> **Document text**:

# What bike is this tank for?



## Machine Age Victim (Apr 21, 2022)

I'm going to be selling this tank and wanted to get some correct info on it. I also dont know if its balloon or middleweight so I can delete or move if needed. Thanks in advance.


----------



## Archie Sturmer (Apr 21, 2022)

Thinking girls Columbia?


----------



## 49autocycledeluxe (Apr 21, 2022)

that emblem reminds me of Spacely Sprockets.


----------



## Freqman1 (Apr 22, 2022)

About a 1948 girls Columbia balloon tire bike (slightly different graphics than this one). V/r Shawn


----------



## Machine Age Victim (Apr 22, 2022)

Awesome, thanks!


----------



## AndyA (Apr 22, 2022)

Did you check that tank with a Geiger counter? I'm imagining a sci-fi movie from the 50's where                                                                           a kid goes on a test range in Nevada and brings home a bike that was used in a nuclear test. Then things go south.

(Image-backed grounding data)
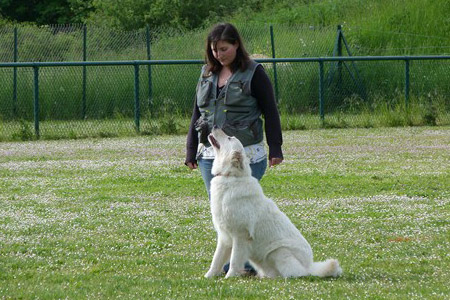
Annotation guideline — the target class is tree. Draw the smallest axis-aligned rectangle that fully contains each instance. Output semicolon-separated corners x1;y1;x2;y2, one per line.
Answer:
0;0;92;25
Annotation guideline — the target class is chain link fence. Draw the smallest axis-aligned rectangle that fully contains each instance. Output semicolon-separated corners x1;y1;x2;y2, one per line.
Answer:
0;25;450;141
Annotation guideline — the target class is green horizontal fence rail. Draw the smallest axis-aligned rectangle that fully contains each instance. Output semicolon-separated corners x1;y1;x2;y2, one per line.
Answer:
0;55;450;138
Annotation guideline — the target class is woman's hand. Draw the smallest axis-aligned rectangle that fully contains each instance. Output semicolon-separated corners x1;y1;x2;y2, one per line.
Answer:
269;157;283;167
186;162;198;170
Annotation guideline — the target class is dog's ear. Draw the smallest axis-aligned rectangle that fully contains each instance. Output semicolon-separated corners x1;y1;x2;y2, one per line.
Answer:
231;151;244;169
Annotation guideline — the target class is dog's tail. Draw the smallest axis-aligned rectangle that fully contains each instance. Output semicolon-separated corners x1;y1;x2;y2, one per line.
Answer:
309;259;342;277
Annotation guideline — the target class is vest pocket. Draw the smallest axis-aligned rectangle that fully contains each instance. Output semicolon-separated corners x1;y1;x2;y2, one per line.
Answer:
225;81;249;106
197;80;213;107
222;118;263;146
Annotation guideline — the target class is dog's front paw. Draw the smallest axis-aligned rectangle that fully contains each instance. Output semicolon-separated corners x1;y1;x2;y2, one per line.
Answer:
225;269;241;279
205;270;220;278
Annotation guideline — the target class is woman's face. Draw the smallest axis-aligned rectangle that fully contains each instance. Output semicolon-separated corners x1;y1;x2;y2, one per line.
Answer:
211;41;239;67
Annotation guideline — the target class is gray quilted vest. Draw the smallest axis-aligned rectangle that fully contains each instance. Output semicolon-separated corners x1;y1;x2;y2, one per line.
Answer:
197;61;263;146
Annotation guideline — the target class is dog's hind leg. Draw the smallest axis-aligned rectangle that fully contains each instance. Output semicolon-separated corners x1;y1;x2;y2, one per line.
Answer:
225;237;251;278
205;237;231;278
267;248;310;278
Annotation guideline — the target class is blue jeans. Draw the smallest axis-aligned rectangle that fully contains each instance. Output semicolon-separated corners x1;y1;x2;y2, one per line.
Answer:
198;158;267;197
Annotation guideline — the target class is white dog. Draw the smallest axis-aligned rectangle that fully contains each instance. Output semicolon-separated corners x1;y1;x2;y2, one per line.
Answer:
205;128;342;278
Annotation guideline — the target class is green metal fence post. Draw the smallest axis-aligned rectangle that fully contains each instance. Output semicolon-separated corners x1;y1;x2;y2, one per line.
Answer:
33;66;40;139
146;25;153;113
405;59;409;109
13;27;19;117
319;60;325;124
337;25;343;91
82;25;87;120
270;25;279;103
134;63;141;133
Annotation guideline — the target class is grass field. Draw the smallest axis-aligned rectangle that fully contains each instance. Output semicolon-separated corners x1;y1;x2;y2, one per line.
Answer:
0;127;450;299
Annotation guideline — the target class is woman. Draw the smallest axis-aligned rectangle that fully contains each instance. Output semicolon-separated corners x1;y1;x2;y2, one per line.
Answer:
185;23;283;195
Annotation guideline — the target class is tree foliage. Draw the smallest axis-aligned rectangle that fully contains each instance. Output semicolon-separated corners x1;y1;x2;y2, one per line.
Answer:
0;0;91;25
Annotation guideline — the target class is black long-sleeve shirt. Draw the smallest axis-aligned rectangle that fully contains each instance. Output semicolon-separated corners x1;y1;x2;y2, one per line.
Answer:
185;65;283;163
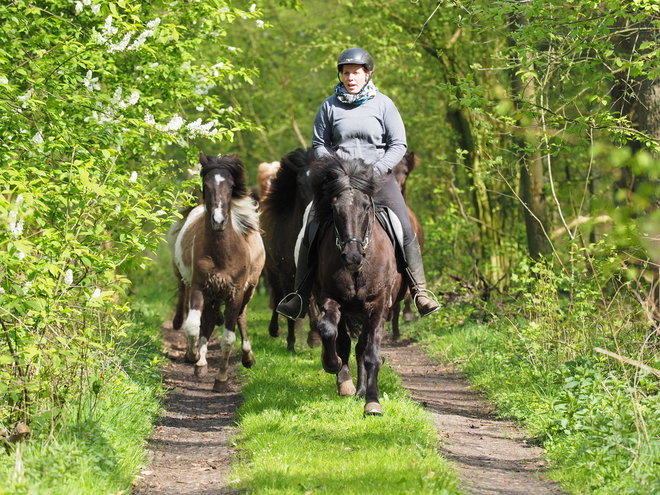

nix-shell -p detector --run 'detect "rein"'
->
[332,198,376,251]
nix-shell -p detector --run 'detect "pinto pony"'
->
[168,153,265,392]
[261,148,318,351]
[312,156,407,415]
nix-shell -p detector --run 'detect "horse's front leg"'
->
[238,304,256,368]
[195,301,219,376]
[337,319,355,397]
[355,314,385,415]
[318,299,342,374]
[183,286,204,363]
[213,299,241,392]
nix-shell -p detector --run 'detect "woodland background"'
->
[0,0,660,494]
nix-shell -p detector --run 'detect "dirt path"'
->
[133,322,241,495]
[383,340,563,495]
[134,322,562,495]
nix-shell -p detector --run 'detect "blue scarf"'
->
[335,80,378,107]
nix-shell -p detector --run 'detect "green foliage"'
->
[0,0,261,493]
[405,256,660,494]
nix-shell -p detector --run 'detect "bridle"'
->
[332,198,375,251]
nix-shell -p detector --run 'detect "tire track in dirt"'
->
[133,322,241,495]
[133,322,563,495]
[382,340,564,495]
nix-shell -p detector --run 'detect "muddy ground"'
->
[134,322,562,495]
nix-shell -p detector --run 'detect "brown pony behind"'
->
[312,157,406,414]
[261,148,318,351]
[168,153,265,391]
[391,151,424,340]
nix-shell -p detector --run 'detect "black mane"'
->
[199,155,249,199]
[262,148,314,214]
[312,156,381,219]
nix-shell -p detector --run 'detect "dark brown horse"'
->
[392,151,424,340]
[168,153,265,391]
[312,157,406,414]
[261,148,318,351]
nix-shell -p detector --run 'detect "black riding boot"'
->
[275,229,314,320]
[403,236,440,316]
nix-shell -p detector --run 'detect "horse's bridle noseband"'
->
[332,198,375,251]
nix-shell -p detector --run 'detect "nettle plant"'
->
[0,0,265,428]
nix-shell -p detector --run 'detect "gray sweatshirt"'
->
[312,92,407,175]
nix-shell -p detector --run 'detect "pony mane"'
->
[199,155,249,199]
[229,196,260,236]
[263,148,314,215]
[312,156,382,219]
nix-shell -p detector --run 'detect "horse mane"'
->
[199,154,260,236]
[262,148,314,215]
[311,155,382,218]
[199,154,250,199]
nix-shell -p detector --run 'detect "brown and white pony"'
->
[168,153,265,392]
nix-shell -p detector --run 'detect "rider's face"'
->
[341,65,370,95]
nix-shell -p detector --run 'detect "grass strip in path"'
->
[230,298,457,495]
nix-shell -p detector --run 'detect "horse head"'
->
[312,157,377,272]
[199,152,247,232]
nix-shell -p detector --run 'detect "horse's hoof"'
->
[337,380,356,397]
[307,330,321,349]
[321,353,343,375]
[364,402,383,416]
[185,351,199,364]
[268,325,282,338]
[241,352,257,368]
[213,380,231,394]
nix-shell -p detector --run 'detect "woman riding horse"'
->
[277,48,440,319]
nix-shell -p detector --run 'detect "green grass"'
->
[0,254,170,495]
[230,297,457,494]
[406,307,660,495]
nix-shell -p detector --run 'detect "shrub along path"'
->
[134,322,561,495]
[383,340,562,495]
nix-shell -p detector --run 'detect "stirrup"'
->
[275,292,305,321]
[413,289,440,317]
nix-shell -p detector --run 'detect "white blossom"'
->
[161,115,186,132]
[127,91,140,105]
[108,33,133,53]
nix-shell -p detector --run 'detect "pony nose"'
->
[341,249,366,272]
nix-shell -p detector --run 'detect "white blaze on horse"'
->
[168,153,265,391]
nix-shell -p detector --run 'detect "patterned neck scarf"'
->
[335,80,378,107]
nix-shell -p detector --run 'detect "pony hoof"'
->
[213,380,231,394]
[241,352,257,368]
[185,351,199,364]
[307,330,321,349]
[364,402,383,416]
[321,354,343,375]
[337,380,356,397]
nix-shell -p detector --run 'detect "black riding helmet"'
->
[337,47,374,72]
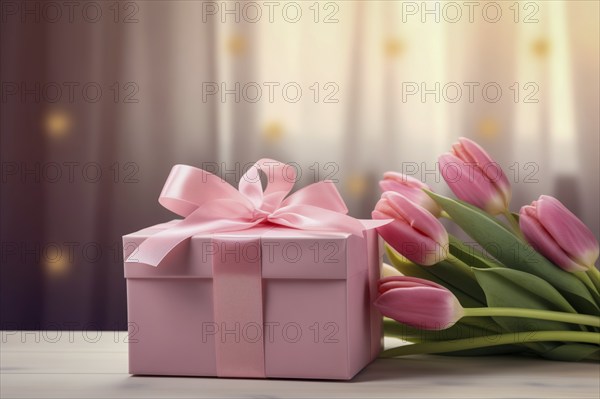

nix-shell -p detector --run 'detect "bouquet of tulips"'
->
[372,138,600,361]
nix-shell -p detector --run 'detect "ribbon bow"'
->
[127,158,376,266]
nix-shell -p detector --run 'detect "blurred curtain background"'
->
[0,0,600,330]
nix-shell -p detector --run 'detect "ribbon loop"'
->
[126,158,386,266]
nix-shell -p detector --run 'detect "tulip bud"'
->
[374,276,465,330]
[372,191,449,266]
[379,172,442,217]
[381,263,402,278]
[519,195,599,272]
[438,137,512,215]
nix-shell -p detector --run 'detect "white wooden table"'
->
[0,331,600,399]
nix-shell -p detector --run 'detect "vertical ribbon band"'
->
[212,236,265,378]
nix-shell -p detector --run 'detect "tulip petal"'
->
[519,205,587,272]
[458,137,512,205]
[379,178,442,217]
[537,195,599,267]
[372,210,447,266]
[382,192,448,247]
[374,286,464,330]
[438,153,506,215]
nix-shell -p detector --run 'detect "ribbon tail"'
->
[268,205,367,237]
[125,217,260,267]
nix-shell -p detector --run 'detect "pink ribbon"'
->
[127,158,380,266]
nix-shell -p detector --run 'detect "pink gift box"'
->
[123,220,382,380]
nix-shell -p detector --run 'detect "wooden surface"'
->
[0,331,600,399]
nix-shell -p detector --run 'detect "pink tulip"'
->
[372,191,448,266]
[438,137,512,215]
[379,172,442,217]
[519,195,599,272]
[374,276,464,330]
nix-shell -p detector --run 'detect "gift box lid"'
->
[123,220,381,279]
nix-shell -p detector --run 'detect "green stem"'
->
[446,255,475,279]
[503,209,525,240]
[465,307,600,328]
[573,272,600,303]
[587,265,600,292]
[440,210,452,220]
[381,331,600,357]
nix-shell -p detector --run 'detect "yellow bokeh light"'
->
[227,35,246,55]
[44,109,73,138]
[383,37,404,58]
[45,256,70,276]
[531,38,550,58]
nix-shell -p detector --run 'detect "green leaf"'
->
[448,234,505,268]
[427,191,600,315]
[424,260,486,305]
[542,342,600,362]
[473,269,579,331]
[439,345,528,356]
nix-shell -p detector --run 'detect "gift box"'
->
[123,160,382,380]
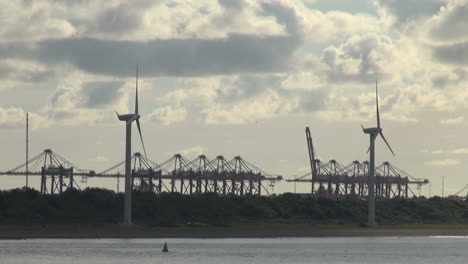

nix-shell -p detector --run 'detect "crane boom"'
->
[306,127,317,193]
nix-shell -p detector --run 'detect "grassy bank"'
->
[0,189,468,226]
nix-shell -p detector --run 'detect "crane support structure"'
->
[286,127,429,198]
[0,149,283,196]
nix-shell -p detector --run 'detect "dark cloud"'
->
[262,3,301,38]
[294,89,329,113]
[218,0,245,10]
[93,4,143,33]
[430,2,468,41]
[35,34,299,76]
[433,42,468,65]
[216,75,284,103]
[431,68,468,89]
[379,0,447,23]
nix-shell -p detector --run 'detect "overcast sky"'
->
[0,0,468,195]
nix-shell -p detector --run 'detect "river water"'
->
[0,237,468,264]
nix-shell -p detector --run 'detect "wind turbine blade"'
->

> **Your assignment**: Write what comes next in the forum thread about the bike tank, starting after its final sentence.

> **Task response**:
----------



## PCHiggin (Apr 22, 2022)

49autocycledeluxe said:


> that emblem reminds me of Spacely Sprockets.



Maybe cogswell cogs


----------



## Machine Age Victim (Apr 22, 2022)

AndyA said:


> Did you check that tank with a Geiger counter? I'm imagining a sci-fi movie from the 50's where                                                                           a kid goes on a test range in Nevada and brings home a bike that was used in a nuclear test. Then things go south.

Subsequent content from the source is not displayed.